List of tasks:
1 - In the Incus cloud-init recap, rewrite the paragraph beginning "In Incus, cloud-init is usually driven" as a short bulleted list that keeps its main facts.
2 - Carry on the Incus cloud-init recap from the point where it ends.
───── Supplied text ─────
Recap - Using cloud-init in Incus (minimal)

Before we go deeper into cloud-init concepts, here is a short recap of how cloud-init is commonly used with Incus system containers.

In Incus, cloud-init is usually driven through an Incus profile. Incus passes the cloud-init configuration to the container via the NoCloud datasource, and cloud-init applies it during first boot.

The following is mainly taken from the Incus Workload System Container with a Public IPv6 Address subsection of the Public IPv6 for Incus Instances on Your Home Server with the ROUTE64 Tunnel Broker post; specificllay the route64-public-test-profile.yml.

The profile below is intentionally small and focuses on a few basics:

  • predictable output logging (/var/log/cloud-init-output.log)
  • a non-root admin user
  • SSH key login only (no passwords, no root login)
  • a small set of packages that are useful on almost any server

incus-minimal-profile.yml:

name: incus-minimal-profile
description: "Minimal cloud-init baseline for Incus system containers (SSH + admin user)"
config:
  boot.autostart: "true"
  boot.autostart.priority: "20"
  security.nesting: "false"
  limits.cpu: "1"
  limits.memory: 1GiB
  limits.memory.enforce: "hard"

  cloud-init.user-data: |
    #cloud-config

    # Log cloud-init output to a file you can tail during provisioning
    output:
      all: "| tee -a /var/log/cloud-init-output.log"

    # A default hostname (you can override per instance)
    hostname: ct-minimal
    preserve_hostname: false

    # Keep updates simple: refresh package lists, but do not force upgrades by default
    package_update: true
    package_upgrade: false

    apt:
      conf: |
        APT::Install-Recommends "0";
        APT::Install-Suggests "0";

    # Keep the package list small and broadly useful
    # Note: 'sudo' is not guaranteed to be present on every minimal image.
    packages:
      - openssh-server
      - sudo
      - ca-certificates
      - curl
      - iproute2
      - systemd-resolved
      - telnet
      - netcat-openbsd
      - nano
      - emacs-nox
      - less
      - wajig

    # SSH hardening basics
    ssh_pwauth: false
    disable_root: true

    # Create an admin user with SSH key auth
    users:
      - name: admin
        groups: [sudo]
        shell: /bin/bash

        # Convenience default: passwordless sudo (adjust if you prefer stricter)
        sudo: "ALL=(ALL) NOPASSWD:ALL"
───── Stored data ─────
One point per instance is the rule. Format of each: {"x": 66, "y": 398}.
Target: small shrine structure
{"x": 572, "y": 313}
─────
───── Stored data ─────
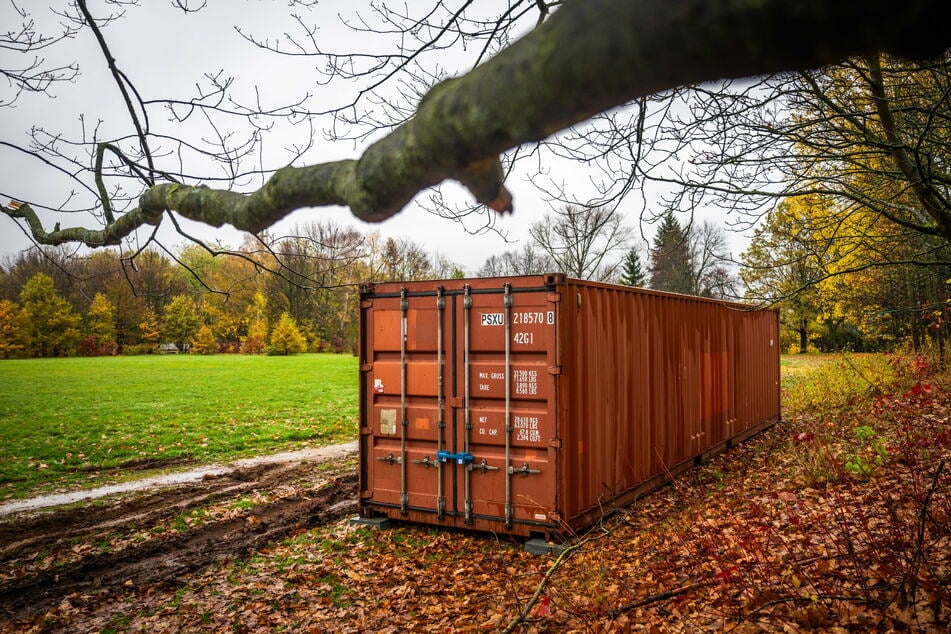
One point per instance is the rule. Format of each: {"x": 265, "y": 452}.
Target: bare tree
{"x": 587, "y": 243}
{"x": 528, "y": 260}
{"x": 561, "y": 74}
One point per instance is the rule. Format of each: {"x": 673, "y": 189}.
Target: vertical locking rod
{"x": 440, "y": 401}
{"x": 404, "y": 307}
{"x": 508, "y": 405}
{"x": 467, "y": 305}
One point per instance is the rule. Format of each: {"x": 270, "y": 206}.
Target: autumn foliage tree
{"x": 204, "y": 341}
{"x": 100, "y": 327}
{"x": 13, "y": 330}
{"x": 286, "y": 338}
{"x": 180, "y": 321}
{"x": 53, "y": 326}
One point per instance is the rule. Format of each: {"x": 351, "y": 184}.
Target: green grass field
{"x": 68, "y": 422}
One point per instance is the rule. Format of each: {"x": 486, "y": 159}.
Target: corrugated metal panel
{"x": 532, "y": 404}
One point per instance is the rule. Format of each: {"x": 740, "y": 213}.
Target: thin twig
─────
───── Stored data ─────
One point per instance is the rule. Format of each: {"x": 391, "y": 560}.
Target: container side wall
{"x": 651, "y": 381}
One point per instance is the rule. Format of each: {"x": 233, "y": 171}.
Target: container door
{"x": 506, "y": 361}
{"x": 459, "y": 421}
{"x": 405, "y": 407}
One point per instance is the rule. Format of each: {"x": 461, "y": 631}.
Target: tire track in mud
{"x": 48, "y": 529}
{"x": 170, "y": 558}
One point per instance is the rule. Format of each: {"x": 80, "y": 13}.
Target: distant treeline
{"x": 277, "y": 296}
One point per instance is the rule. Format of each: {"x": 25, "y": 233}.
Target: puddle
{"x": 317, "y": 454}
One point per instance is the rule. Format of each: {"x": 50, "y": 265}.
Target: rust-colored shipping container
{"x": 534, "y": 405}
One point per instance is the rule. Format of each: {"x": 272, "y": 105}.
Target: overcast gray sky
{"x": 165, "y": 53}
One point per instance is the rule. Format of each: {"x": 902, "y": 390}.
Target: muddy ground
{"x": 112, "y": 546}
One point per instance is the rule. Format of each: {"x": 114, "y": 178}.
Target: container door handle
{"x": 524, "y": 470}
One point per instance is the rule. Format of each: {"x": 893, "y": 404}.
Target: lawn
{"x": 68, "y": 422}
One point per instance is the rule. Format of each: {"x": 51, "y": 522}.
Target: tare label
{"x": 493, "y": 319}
─────
Answers:
1 -
- Incus usually drives cloud-init through an Incus profile.
- Incus passes the cloud-init configuration to the container via the NoCloud datasource.
- Cloud-init applies that configuration during first boot.

2 -
        # No local password; key-based login only
        lock_passwd: true
        ssh_authorized_keys:
          - ssh-ed25519 AAAA... your-key-comment

    # Ensure drop-in dir exists (some images differ)
    bootcmd:
      - mkdir -p /etc/ssh/sshd_config.d

    # Put policy in a drop-in file (low-risk, easy to override later)
    write_files:
      - path: /etc/ssh/sshd_config.d/00-cloud-init-hardening.conf
        owner: root:root
        permissions: "0644"
        content: |
          PermitRootLogin no
          PubkeyAuthentication yes
          PasswordAuthentication no
          KbdInteractiveAuthentication no
          UsePAM yes

    # Apply SSH config after first boot provisioning
    runcmd:
      - [ usermod, -p, '*', admin ] # Lock password login but keep key-based SSH (set password hash to '*')
      - [ sh, -c, "systemctl reload ssh || systemctl restart ssh || service ssh restart || true" ]

  # Keep networking "boring": DHCP on the default interface.
  # Note: Many Incus images already bring up networking without needing this.
  cloud-init.network-config: |
    version: 2
    ethernets:
      eth0:
        dhcp4: true
        dhcp6: true
        accept-ra: true

# Note: no devices section here.
# Apply this profile together with 'default' so you inherit your host's normal NIC and storage settings.

Replace the SSH key with your real public key.

And here is how you use the profile plus sanity checks:

# Create and load the profile
incus profile create incus-minimal-profile
incus profile edit incus-minimal-profile < incus-minimal-profile.yml

# Launch a system container (use both default + minimal profile)
incus launch images:debian/trixie/cloud ct-minimal --profile default --profile incus-minimal-profile

# Watch provisioning output
incus exec ct-minimal -- tail -f /var/log/cloud-init-output.log

# Enter the container
incus exec ct-minimal -- bash

# Quick sanity checks
cloud-init status --long
cloud-init query --list-keys
cloud-init query userdata
ls -l /var/lib/cloud/instance/
ls -l /run/cloud-init/
sshd -T | egrep -i 'permitrootlogin|passwordauthentication|kbdinteractiveauthentication|pubkeyauthentication|usepam'

Cloud-init on an Existing Debian System (NoCloud “provision now”)

ATTENTION: The steps below are based on documentation, but I have not tested them end to end on a real system. If you try this, do it first on a disposable VM or make a snapshot, because cloud-init can change users, SSH access, and networking.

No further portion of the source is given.